### The problem
Repeat each record word for word.

### Record excerpts
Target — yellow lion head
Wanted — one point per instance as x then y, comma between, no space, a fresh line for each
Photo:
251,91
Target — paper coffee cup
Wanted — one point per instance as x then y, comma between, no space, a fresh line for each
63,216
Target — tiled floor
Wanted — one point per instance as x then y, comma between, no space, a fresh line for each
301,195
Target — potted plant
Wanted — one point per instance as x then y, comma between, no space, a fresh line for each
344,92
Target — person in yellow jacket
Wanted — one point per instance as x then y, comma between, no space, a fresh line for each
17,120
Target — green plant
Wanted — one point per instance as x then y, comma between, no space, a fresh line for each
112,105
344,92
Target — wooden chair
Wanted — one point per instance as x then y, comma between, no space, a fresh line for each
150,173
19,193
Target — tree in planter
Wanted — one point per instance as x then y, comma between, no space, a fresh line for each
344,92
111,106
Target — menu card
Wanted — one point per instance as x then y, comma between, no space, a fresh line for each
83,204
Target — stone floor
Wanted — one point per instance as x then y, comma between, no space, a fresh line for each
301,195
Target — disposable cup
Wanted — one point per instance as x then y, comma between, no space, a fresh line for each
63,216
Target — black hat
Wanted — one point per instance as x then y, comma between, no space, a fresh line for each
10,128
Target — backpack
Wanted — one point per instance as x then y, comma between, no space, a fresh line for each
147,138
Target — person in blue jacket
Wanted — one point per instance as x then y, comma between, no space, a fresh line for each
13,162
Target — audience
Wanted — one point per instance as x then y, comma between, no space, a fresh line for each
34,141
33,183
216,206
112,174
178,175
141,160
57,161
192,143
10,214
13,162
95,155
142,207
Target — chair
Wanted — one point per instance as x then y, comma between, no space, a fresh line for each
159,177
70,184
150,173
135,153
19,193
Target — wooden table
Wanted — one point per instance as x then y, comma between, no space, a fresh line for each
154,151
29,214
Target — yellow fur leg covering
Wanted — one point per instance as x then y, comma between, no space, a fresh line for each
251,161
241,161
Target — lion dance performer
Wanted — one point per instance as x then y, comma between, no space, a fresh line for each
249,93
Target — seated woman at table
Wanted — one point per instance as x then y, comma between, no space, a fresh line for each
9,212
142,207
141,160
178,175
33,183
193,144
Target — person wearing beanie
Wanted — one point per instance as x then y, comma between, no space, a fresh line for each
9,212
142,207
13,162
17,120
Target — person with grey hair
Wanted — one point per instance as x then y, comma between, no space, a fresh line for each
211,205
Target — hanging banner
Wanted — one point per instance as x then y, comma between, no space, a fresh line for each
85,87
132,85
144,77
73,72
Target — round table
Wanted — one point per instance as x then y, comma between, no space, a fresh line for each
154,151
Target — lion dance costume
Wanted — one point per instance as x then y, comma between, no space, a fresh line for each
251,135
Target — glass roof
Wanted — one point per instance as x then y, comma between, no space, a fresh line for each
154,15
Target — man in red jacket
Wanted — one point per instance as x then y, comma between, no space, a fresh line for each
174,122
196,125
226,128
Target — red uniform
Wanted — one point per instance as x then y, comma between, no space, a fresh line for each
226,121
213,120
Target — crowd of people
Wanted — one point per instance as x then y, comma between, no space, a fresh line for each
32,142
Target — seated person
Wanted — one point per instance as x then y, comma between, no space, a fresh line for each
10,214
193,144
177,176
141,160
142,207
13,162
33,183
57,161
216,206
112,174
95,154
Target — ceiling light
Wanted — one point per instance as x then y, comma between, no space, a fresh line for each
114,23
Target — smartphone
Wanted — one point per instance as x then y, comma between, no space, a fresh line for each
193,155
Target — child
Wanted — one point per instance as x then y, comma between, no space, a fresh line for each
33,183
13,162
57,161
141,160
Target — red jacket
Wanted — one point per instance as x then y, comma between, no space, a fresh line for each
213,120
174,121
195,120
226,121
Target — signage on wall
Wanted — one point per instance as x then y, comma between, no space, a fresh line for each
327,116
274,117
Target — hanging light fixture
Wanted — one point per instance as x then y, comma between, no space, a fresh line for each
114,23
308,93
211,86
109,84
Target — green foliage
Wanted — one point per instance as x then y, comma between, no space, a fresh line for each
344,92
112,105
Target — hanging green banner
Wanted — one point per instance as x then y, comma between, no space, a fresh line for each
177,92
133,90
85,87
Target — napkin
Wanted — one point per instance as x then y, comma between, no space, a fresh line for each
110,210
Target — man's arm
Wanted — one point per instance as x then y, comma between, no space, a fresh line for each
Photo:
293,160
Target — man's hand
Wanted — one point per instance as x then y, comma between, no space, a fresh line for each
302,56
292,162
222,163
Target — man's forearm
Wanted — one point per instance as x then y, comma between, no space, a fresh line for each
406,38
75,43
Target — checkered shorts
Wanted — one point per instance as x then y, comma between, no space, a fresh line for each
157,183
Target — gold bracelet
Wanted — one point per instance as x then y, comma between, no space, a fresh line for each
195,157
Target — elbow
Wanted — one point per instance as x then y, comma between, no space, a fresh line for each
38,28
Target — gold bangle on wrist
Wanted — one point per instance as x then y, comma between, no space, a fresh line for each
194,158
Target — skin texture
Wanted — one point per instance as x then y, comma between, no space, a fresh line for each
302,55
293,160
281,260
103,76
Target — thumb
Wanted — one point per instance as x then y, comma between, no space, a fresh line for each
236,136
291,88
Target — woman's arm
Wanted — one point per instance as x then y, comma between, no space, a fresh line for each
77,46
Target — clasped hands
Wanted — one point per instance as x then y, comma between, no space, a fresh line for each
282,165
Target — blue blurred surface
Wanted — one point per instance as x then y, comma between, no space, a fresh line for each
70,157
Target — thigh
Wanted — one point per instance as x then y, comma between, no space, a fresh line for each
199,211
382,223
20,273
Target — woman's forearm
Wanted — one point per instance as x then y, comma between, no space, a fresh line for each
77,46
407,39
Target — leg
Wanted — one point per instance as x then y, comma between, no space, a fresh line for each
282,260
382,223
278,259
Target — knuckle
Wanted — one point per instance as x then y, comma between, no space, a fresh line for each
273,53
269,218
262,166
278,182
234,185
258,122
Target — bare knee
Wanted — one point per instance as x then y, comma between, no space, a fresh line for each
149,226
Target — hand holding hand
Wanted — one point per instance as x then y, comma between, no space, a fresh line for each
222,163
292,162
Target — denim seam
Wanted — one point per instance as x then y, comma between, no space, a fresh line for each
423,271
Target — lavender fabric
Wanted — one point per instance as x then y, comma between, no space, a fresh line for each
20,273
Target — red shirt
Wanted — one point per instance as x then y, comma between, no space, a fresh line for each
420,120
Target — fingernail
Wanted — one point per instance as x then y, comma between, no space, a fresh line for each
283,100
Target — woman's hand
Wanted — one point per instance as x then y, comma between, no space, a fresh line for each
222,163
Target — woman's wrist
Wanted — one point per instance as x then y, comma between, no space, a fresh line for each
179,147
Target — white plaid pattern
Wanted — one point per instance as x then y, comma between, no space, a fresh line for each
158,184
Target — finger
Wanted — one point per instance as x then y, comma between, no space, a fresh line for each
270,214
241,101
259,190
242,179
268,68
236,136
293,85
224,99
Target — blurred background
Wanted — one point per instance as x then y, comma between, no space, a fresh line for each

### Answer for the task
Target — yellow lion head
Wanted — one point per instance as x then y, comma between, no space, a fresh line for each
Photo:
251,91
Target — paper coffee cup
Wanted — one point per instance as x then y, comma between, no space, a fresh line for each
63,216
Target — tiled floor
Wanted — one point per instance as x then y, comma between, no space, a fresh line for each
301,195
Target — potted plant
Wanted — one point per instance as x then y, comma between, no space, a fresh line for each
344,92
Target — person in yellow jacket
Wanted — one point per instance as x then y, comma between, no space, a fresh line for each
17,120
Target — green plant
Wanted — one point per instance as x then y, comma between, no space, a fresh line for each
112,105
344,92
Target — wooden chair
Wanted — one point per instance as x then y, comma between, no space, a fresh line for each
150,173
19,193
Target — tree in planter
Wanted — one point per instance as x then y, comma between, no space, a fresh line for each
344,92
111,106
Target — menu card
Wanted — one point per instance as x then y, comma between, no space, a fresh line for each
83,204
Target — stone floor
Wanted — one point per instance as x then y, comma between, no space, a fresh line for each
301,195
Target — disposable cup
Wanted — one point per instance as x then y, comma between, no space, a fresh line for each
63,216
Target — black hat
Wanted — one point per instance as x then y, comma between, no space, a fresh line for each
10,128
Target — backpack
Wanted — one point per instance as x then y, comma between, no space, a fresh line for each
147,138
Target — person in blue jacket
Wanted — one point per instance as x then y, comma between, no space, a fresh line for each
13,162
Target — audience
Wanted — one point per instance as x then y, comma between, no space, a fresh line for each
34,141
33,183
216,206
112,174
178,175
141,160
57,161
192,143
10,214
13,162
95,155
142,207
Target — chair
Wanted — one point per instance as x then y, comma between, no space, a fresh line for each
159,177
70,184
150,173
135,153
19,193
Target — wooden table
Wanted — one point per instance as x then y, comma between, no space, a fresh line for each
154,151
29,214
Target — yellow fur leg covering
Wanted — one point per instance as x then y, comma between, no space, a fresh line for each
251,161
241,161
Target — lion dance performer
Wanted — one point per instance as x then y, comma between, no space, a fresh line for each
249,93
Target — seated woman at table
Wanted — one point per instance as x then y, comma between, no space, a fresh line for each
9,212
142,207
141,160
178,175
33,183
193,144
Target — person wearing beanie
Wanted — one point per instance as x then y, comma between, no space, a fresh line for each
9,212
142,207
13,162
17,120
Target — person with grey hair
Wanted — one point per instance as x then y, comma between, no space, a fresh line for each
211,205
Target — hanging banner
Wanted — one point per instance as x then y, comma between, no space, a fresh line for each
85,87
132,85
144,77
73,72
Target — round table
Wanted — one point per instance as x then y, comma between, no space, a fresh line for each
154,151
Target — lion dance costume
Wanted — one point per instance as x then y, comma between, no space, a fresh line for each
251,135
Target — glass roof
Wanted — one point per instance as x then y, comma between, no space, a fresh line for each
154,15
Target — man in red jacket
Wanted — one point per instance as x then y, comma between, no space, a fresh line for each
174,122
196,125
226,128
Target — red uniform
Wanted — one point per instance as x then y, comma between, no space, a fresh line for each
226,121
213,120
Target — crowd of people
Wanted — one point per instance as x then y, comma between, no space, a fresh line for each
32,142
Target — seated person
Wanted — one point per instance as x then y, comma between, no space, a fresh line for each
10,214
193,144
177,176
141,160
142,207
13,162
33,183
57,161
216,206
112,174
95,154
Target — ceiling light
Wanted — one point per instance as x then y, comma between, no space, a fresh line for each
114,23
Target — smartphone
Wanted — one point per instance as x then y, comma between, no space, a fresh line for each
193,155
Target — child
Wanted — one point per instance as x then y, comma between, no space, a fresh line for each
33,183
13,162
57,161
141,160
Target — red jacket
Wanted — one point per instance as x then y, comma between, no space, a fresh line for each
213,120
174,121
195,120
226,121
Target — signage on wall
Wanted — one point per instance as x then y, comma between, no space, a fresh line for each
327,116
274,117
Target — hanging light fixture
Wanted — one point per instance as x then y, comma between, no space, a fresh line for each
114,23
308,93
211,86
109,84
Target — green foliage
Wanted — one point per instance as x then y, comma between, no space, a fresh line for each
344,92
112,105
Target — hanging green banner
Wanted — one point per instance as x then y, comma between, no space, a fresh line for each
177,92
133,90
85,87
Target — napkin
Wanted — one point per instance as x then y, comma between, no space, a fresh line for each
110,210
Target — man's arm
Wanted — one point per instance as x then y, comma between, no space, a fresh line for each
Photo:
293,160
Target — man's hand
Wanted — one point per instance as x then y, comma between, no space, a fresh line for each
302,56
292,162
222,163
Target — man's forearm
Wanted — one point per instance as x then y, comma between, no space, a fresh line for each
406,38
75,43
Target — checkered shorts
Wanted — one point per instance as x then y, comma between, no space, a fresh line for each
157,183
Target — gold bracelet
Wanted — one point per instance as x then y, comma between, no space, a fresh line for each
195,157
Target — elbow
Wanted — one point per instance as x then y, comma between, no space, a fresh line for each
38,28
Target — gold bangle on wrist
Wanted — one point per instance as x then y, comma between, no space, a fresh line for each
194,158
Target — skin texture
Wanted — one point per instance as x then y, comma between, no space, a fresh line for each
302,55
293,160
281,260
103,76
Target — thumb
Wanted — one point per instance as x then y, comma between, no space, a fresh line for each
236,136
291,88
Target — woman's arm
Wanted — one point per instance as x then y, comma between, no space, a fresh line for each
77,46
Target — clasped hands
Wanted — one point per instance as x then y, comma between, no space, a fresh line for each
282,165
Target — blue blurred surface
Wanted — one point per instance as x then y, comma between, no space, a fresh line for each
70,157
Target — thigh
Wanted — one point per instance as x then y, comma between, no space, a fresh line for each
199,211
382,223
20,273
Target — woman's forearm
Wanted — one point per instance as x then y, comma between, no space, a fresh line for each
77,46
407,39
Target — leg
Wanted — one point per instance as x then y, comma between, no space, a fresh line for each
282,260
382,223
278,259
Target — knuckle
Wanted — one point per instance as x then y, comma between, no space, a fresh line for each
273,53
269,218
262,166
278,182
234,185
258,122
Target — bare knee
Wanted — one point per instance as x then y, comma between, no space, a fresh line for each
149,226
Target — hand holding hand
Wanted — one point per instance as x then y, comma between, no space, a fresh line for each
222,163
292,162
Target — denim seam
Wanted — one point per instance as x then y, comma between, no space, a fresh line for each
423,271
Target — lavender fabric
Wanted — one point per instance as x then y, comma between, no space, a fresh line for each
20,273
Target — red shirt
Wanted — one point per instance as x then y, comma between, no space, a fresh line for each
420,120
Target — fingernail
Wanted — one point per instance as x then y, comma between, no space, a fresh line for each
283,100
Target — woman's hand
Wanted — one point per instance as x then y, comma between, no space, a fresh line for each
222,163
Target — woman's wrist
Wanted — one point per instance as x then y, comma between, no space, a fresh line for each
179,147
Target — white plaid pattern
Wanted — one point per instance as x then y, comma between, no space, a fresh line for each
158,184
Target — finger
Wanted — one point per instance as x then y, comma between, no space, a fresh line for each
270,214
241,101
259,190
242,179
268,68
236,136
293,85
224,99
Target — blurred background
Wanted — one point per instance as x then y, comma between, no space, a fresh line for each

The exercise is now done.